**GOAL OF THE EXERCISE**
Replace "marker" with "point" everywhere it occurs in the rows below, and reproduce the rows with every other character unchanged.
----- PROVIDED INFORMATION -----
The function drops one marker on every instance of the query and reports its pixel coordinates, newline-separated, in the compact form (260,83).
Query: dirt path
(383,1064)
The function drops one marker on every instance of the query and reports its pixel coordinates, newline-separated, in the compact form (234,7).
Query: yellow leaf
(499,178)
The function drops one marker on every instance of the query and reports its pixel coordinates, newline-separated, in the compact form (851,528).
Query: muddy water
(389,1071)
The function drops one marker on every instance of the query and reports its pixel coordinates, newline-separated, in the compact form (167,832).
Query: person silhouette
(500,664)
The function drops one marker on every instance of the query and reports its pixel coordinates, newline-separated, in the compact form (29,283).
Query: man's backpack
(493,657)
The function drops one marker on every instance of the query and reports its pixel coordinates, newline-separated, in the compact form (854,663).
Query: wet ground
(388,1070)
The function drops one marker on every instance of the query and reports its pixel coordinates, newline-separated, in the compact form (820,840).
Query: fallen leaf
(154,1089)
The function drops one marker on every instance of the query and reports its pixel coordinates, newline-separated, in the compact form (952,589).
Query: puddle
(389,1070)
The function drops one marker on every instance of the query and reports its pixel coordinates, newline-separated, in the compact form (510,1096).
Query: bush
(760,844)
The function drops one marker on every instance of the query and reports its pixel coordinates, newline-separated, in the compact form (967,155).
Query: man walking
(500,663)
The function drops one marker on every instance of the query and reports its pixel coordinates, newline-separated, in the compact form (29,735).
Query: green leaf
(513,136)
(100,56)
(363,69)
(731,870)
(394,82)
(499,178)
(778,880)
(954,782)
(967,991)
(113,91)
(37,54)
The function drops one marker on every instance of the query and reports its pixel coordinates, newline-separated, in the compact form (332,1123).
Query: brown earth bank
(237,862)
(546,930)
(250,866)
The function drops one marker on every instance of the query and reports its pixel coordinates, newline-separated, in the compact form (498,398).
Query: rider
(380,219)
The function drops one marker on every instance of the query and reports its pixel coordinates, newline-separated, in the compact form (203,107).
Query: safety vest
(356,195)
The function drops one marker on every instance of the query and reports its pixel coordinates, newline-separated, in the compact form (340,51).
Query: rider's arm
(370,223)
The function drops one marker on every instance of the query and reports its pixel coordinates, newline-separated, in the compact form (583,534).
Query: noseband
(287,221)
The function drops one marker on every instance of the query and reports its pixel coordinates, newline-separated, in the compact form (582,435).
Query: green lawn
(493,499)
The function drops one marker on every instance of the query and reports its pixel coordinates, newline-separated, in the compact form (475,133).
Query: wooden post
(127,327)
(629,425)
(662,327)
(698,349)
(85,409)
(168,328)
-----
**ANSWER TO THIS EXERCISE**
The function drops one point on every instance of the query and reports its pixel coordinates, newline-separated, in the compact form (260,83).
Query: dirt path
(383,1064)
The function drops one point on every instance of the query and reports its pixel coordinates, newline-separated, in the compact form (234,7).
Query: yellow leaf
(499,178)
The function drops one point on every instance of the query and reports its pixel coordinates, newline-separated, in the compact form (851,528).
Query: muddy water
(389,1071)
The function drops one point on every instance of the query and reports its pixel coordinates, newline-separated, in the compact form (167,832).
Query: person silhouette
(500,664)
The function drops one point on every instance of the query and reports its pixel coordinates, newline-separated, in the compact form (29,283).
Query: man's backpack
(493,657)
The function drops one point on every instance of the query and reports its pixel coordinates, newline-separated, in the compact form (854,663).
Query: wet ground
(388,1070)
The function drops one point on every instance of the query and reports its pixel coordinates, newline-separated, in the compact form (820,840).
Query: fallen leaf
(154,1089)
The function drops one point on every instance of the query and reports its pixel coordinates, newline-separated, in the compact form (952,589).
Query: puddle
(389,1070)
The function drops one point on every instance of the query and reports its pixel coordinates, newline-separated, in the compact form (510,1096).
Query: bush
(760,844)
The function drops one point on every instance of the query and reports its pixel coordinates, newline-separated, in the compact form (967,155).
Query: man walking
(500,663)
The function drops one point on every instance of the query and reports its pixel coordinates, newline-separated, in the compact form (29,735).
Query: green leaf
(513,136)
(100,56)
(363,69)
(731,870)
(394,82)
(499,178)
(778,880)
(954,782)
(967,991)
(113,91)
(37,54)
The function drops one point on every instance of the query and reports its pixel coordinates, newline-separated, in the compact form (332,1123).
Query: brown earth bank
(237,862)
(546,930)
(250,866)
The function drops one point on every instance of the query and reports its pixel coordinates, newline-separated, in the compact form (498,398).
Query: rider
(380,219)
The function drops one point on every instance of the query and reports its pixel coordinates, newline-separated, in the compact form (203,107).
Query: safety vest
(356,195)
The function drops one point on every instance of the query and reports its pixel coordinates, newline-separated, in the compact form (340,51).
Query: rider's arm
(370,223)
The function drops one point on every instance of the query and reports its pixel coordinates, newline-separated, in the compact form (583,534).
Query: noseband
(287,221)
The function drops one point on every instance of the query and reports its pixel coordinates, newline-separated, in the compact form (582,435).
Query: green lawn
(493,499)
The function drops one point on every instance of the query and reports its pixel coordinates, newline-separated, in the compact form (475,133).
Query: wooden post
(127,327)
(629,425)
(662,327)
(698,349)
(85,409)
(168,328)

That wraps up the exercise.